Problem to work on: The answer must consist of each line below that contains the string "bird".

Records for the task:
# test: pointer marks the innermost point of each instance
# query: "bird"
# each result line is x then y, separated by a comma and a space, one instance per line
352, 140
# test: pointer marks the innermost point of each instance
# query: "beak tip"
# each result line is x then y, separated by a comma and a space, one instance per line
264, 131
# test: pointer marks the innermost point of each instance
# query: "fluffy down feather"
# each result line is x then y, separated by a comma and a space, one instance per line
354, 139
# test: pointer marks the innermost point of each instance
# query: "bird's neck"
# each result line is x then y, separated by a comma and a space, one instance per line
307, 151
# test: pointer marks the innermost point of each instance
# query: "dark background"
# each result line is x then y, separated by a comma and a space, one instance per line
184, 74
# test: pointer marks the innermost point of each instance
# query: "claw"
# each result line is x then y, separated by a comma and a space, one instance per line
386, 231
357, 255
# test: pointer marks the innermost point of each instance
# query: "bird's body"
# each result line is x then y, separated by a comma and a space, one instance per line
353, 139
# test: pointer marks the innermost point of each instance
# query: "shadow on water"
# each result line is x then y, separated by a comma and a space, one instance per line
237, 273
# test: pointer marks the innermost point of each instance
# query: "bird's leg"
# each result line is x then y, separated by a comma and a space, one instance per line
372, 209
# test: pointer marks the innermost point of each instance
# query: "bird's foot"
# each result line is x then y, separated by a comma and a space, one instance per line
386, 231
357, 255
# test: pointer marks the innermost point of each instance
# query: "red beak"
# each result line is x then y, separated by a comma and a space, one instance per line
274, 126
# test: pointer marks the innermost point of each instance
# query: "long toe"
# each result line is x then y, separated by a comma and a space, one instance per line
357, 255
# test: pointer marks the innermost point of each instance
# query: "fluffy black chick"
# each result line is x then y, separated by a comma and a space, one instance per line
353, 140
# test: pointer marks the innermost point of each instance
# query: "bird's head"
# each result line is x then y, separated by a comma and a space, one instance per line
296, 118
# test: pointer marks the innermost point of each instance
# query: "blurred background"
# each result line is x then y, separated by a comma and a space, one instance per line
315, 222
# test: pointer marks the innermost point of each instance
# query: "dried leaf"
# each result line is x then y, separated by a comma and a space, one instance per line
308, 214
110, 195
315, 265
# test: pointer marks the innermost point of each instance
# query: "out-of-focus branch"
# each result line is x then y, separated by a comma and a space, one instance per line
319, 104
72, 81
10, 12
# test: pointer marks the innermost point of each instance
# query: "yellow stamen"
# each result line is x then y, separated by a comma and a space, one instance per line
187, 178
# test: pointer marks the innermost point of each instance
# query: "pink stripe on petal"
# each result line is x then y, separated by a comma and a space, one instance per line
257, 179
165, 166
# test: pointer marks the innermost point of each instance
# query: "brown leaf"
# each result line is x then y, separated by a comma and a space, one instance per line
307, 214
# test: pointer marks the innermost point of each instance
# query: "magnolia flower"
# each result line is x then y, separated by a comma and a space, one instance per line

Solution for this task:
# query: "bird"
# query: "bird's neck"
# query: "bird's body"
# query: "bird's leg"
# query: "bird's foot"
# query: "bird's head"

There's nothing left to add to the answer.